## Estratto della pagina
# # #
Analizzeremo quindi ora, sempre in maniera semplificata, le principali sezioni con cui è costruita una macchina fresatrice, offrendo le necessarie informazioni per passare da semplici spettatori del balletto che gli utensili compiono attorno al grezzo per realizzare il pezzo finito a coreografi del proprio spettacolo.

Fig.1Fig.1_ Microfotografia di una lavorazione di taglio su metallo.
La parte scura a destra rappresenta lo
strumento che sta affondando nel materiale.
Si nota nella parte verticale il truciolo che si deforma e si stacca
seguendo il profilo del tagliente.
All’interno del truciolo è evidente la struttura deformata secondo piani
paralleli che si compatta secondo da direzione di taglio.


Fig.2 Piccolo campionario di utensili rotanti e non e relativi accessori di
montaggio. Ogni lavorazione richiede specifiche soluzioni per ottenere il
risultato voluto in modo efficiente.




I componenti strutturali di una macchina fresatrice

Abbiamo finora analizzato cosa avviene all’internodi una macchina fresatrice durante il processo di lavorazione.
Andiamo ora a esaminare da quali componenti è formata, a cosa servono e come questi possono influenzare i risultati delle lavorazioni.
# # #
## Record forniti

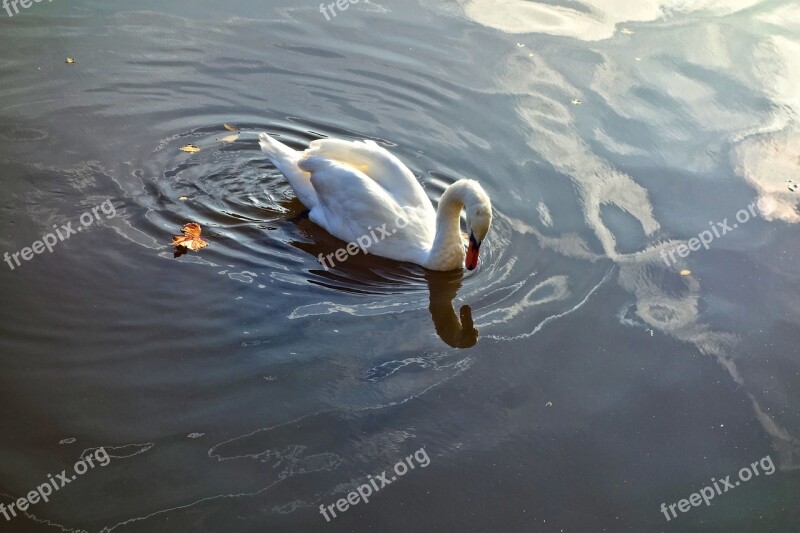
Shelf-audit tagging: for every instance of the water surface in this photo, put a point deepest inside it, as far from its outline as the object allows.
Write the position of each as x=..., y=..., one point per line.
x=241, y=387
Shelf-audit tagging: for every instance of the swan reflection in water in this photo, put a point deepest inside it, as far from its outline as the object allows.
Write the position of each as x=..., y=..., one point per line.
x=370, y=274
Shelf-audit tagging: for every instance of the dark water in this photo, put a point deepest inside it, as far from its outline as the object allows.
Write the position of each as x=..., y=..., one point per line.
x=241, y=387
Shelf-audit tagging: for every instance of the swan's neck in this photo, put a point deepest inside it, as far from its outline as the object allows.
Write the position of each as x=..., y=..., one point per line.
x=447, y=252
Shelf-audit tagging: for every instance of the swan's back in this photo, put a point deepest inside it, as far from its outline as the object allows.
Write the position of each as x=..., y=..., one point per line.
x=381, y=166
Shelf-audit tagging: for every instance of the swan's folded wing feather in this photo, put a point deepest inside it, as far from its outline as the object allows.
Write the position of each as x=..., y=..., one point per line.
x=351, y=204
x=378, y=164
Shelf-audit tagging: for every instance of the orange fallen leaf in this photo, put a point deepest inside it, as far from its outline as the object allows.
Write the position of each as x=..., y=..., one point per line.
x=190, y=240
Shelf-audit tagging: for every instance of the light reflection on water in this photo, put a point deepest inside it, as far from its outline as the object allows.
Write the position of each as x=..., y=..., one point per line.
x=245, y=384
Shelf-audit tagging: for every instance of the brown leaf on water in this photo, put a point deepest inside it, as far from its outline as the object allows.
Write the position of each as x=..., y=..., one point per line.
x=190, y=240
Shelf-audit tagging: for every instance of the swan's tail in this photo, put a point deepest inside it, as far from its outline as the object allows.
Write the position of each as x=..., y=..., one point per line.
x=286, y=159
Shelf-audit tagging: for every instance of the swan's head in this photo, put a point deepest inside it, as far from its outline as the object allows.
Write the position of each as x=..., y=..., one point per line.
x=479, y=218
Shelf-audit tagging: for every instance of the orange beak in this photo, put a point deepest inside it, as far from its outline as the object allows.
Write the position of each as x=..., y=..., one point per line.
x=472, y=254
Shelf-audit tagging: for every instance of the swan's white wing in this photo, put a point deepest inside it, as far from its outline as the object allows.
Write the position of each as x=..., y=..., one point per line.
x=352, y=206
x=381, y=166
x=285, y=159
# # #
## Elenco dei compiti
1. Nel testo sulla macchina fresatrice, che cosa rappresenta la parte scura a destra nella Fig.1?
2. Seleziona e copia ogni riga dei record che contiene la parola "leaf". Maiuscole e minuscole contano.

## Risposte per compito
1. Lo strumento che sta affondando nel materiale.

2.
Shelf-audit tagging: for every instance of the orange fallen leaf in this photo, put a point deepest inside it, as far from its outline as the object allows.
Shelf-audit tagging: for every instance of the brown leaf on water in this photo, put a point deepest inside it, as far from its outline as the object allows.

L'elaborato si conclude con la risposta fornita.